DATA RECORDS below:

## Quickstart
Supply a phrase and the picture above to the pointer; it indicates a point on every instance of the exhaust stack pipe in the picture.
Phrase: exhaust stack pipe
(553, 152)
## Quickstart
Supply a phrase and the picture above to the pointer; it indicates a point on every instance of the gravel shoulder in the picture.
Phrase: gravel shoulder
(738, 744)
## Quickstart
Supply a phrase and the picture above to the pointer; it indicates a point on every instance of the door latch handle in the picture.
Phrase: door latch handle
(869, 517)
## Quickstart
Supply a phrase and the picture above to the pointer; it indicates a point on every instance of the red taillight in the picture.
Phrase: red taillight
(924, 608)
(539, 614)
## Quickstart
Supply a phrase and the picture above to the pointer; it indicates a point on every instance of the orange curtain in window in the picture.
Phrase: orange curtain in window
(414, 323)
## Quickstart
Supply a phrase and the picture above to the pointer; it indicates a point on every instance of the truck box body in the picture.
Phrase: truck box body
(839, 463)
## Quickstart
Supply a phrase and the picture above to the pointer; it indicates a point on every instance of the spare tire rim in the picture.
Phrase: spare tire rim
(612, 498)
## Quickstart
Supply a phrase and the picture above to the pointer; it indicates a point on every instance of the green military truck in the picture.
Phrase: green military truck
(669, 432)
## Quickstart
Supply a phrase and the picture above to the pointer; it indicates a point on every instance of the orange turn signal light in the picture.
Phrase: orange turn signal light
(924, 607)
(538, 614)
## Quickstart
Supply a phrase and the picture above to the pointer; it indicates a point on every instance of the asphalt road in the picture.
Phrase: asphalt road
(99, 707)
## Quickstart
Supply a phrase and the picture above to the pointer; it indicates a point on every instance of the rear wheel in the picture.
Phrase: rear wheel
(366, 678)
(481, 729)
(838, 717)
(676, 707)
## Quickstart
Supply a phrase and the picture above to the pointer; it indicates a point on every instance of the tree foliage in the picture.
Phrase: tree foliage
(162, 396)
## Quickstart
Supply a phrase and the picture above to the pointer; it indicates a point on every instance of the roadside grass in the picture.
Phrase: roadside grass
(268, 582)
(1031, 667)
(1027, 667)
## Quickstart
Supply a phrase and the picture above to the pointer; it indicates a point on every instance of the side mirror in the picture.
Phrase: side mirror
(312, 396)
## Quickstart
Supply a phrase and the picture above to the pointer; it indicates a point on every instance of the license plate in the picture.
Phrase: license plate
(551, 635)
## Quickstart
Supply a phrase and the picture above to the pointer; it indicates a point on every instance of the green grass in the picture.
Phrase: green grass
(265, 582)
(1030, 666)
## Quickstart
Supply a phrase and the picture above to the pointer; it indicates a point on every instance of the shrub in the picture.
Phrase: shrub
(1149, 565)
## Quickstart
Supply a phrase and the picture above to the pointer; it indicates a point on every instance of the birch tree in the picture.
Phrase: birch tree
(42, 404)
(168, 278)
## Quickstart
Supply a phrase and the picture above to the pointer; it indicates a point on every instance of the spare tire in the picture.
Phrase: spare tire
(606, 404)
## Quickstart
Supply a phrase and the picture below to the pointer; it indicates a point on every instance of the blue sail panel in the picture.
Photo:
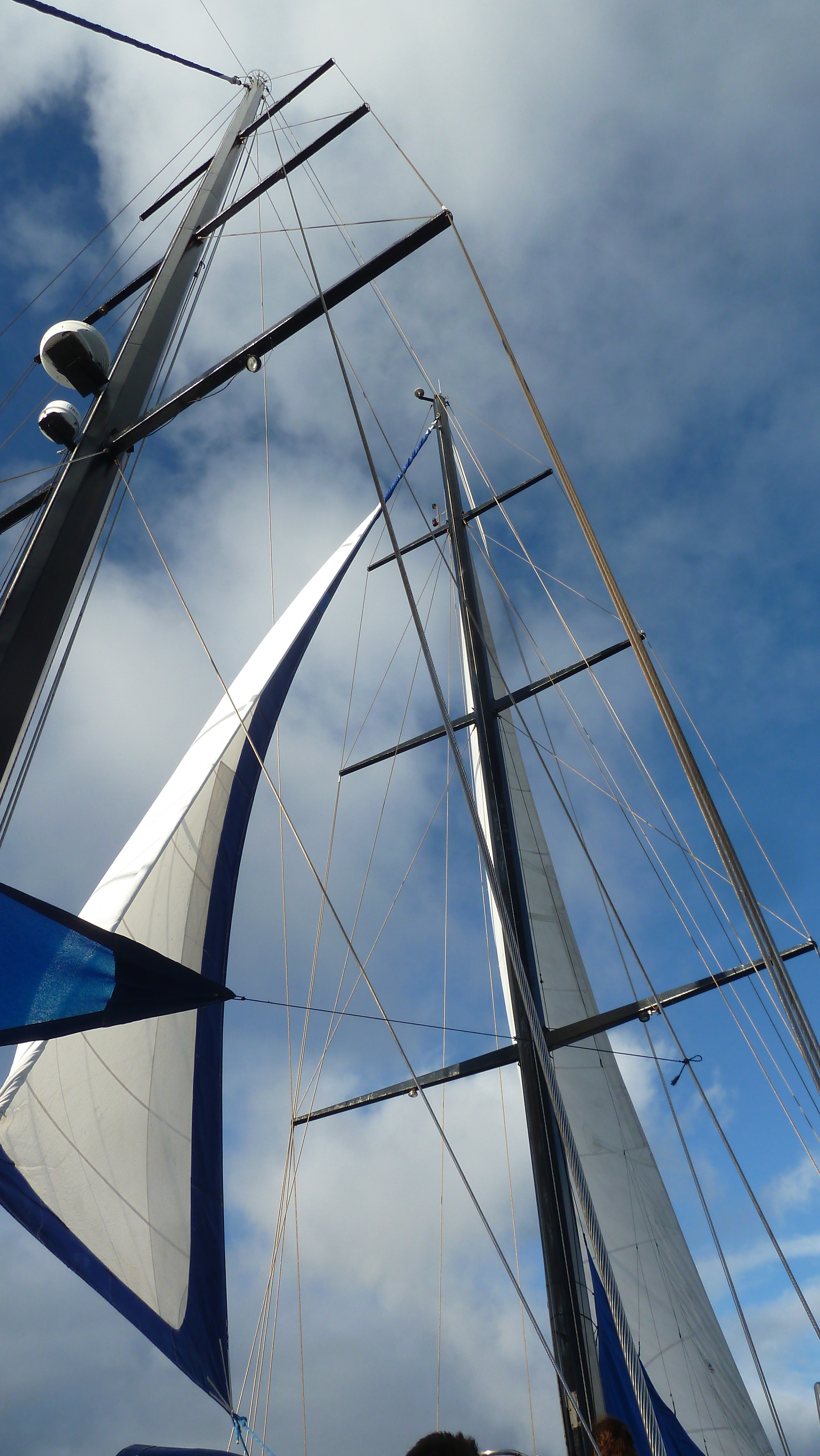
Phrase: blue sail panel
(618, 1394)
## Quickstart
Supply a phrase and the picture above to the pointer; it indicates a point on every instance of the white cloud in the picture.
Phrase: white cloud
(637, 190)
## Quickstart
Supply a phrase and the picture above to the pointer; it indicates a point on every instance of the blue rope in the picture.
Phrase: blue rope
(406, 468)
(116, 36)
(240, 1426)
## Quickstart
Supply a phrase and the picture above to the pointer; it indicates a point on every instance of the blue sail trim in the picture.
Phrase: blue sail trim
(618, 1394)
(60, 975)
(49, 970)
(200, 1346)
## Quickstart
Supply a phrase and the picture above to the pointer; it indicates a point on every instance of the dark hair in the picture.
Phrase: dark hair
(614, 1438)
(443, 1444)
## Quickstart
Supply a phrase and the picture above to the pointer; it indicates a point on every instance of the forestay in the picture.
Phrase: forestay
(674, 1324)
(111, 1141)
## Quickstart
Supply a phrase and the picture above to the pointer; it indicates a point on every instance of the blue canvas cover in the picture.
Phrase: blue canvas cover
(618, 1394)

End of DATA RECORDS.

▶ **TASK DIRECTIONS**:
Each entry above must be repeated word for word, minus its images.

▶ **ANSWER FOR THIS EXERCISE**:
## Quickstart
Supply a phrase and the picture above to the pointer; it indicates a point on every instance of the exhaust stack pipe in the picture.
Phrase: exhaust stack pipe
(553, 152)
## Quickstart
Supply a phrase and the picture above to the pointer; it indicates a point on every instance of the gravel shoulder in the picture.
Phrase: gravel shoulder
(738, 744)
## Quickstart
Supply a phrase and the picture above to the pointer; it indicates a point on every instance of the door latch handle in the picture.
Phrase: door latch handle
(869, 517)
## Quickstart
Supply a phrase and the picture above to the pointer; it indicates a point on every instance of the red taillight in the picture.
Phrase: red taillight
(924, 608)
(539, 614)
## Quickstart
Supply a phrase and the picture above to the pointer; it indicates a point on every instance of the orange curtain in window in the picture.
Phrase: orange curtain in window
(414, 323)
## Quickstart
Supply a phrase and the picture above to the pointer; it indicates a point on every instance of the truck box body in the picture.
Phrase: truck box body
(839, 463)
## Quickstart
Supply a phrase and the picture above to the pointer; it indicates a point on every instance of the spare tire rim in the picture.
Phrase: spare tire rim
(612, 498)
## Quickstart
Supply a phrase and the picture above to the pointer; it indicates a point on every instance of the green military truck in the picture.
Phrase: green military truck
(669, 432)
## Quickstart
Supply a phrase and the picture above to the pointer; it indicates a point on every instance of the orange turn signal light in the picture.
Phrase: orange turn signal light
(924, 607)
(538, 614)
## Quickstart
Supply a phrase and the picture above to the pointer; it indicates a point on every instance of the asphalt road in the picture.
Phrase: asphalt road
(99, 707)
## Quickstart
Supply a phrase and the picture above to the pointer; it indicates a point on every instance of the rear wheel in the picture.
Phrase: rear wheel
(366, 678)
(481, 729)
(838, 717)
(676, 707)
## Quickstart
Supply a phrase and the picture above to the pointer; it indicates a point on every instance of the tree foliage in the picture.
Phrase: tree foliage
(162, 396)
## Quickstart
Supply a phrase and the picture above to the pointer; it indicates a point on every instance of the roadside grass in the picture.
Phrase: roadside grass
(268, 582)
(1031, 667)
(1027, 667)
## Quickstart
Supply a phrase and the picture above to the pointer; it indicates a point on every instance of the side mirror in the picture.
Phrase: side mirror
(312, 396)
## Quickstart
Supply a phrase and the picture above to the pointer; it indicates a point on every instance of the license plate in the picture.
Phrase: license plate
(551, 635)
## Quickstart
Supply a phrase and the picture above to the pointer; it indicates a point on every instance of the green grass in the picture.
Phrase: green grass
(265, 582)
(1030, 666)
## Quickstart
Supply a phrase and the picture above to the pointer; it indicates a point on every instance of the shrub in the picture.
Phrase: shrub
(1149, 565)
## Quickstart
Supply a phrase and the picture above to the pointer; it indicates a point on every instance of the birch tree in the picture.
Phrase: birch tree
(42, 404)
(168, 278)
## Quickstart
Supply a phrase and the picture above to the pointer; it indicates a point on every instance of the spare tire in the picture.
Phrase: spare tire
(606, 404)
## Quickstart
Supply a phrase and the picture below to the pointer; it indicates a point on every instance of the blue sail panel in the picture.
Photo:
Phrase: blue sail panel
(618, 1394)
## Quickstart
Supply a phrase and the picture above to the pointer; it indicates a point on every instance of the white cloud in the picture.
Phrase: white cloud
(637, 190)
## Quickstart
Supply a phrase and the picture above to the pointer; it indicates a point on every instance of the blue rope in the picture.
Phrase: blue rope
(406, 468)
(116, 36)
(240, 1426)
## Quickstart
Supply a phrase and the picture above to the pointer; it indicates a point on every instance of the blue sail trim in the picture.
Phrase: blue sail trim
(618, 1394)
(60, 975)
(49, 970)
(200, 1346)
## Quickstart
Supply a phrase and the picture above to the pointer; it indicates a point on every instance of the dark hair in the picture.
Phrase: dark hair
(614, 1438)
(443, 1444)
## Quickstart
Supply a phrase and the picture above to the pointer; it indicates a point on every instance of the forestay in the picture.
Phrase: forestay
(674, 1324)
(111, 1141)
## Quickstart
Supply a phrase and the picture above to the pointer; it indicates a point on every instance of the blue canvas cover in the picture.
Phrase: blue canvas cover
(618, 1394)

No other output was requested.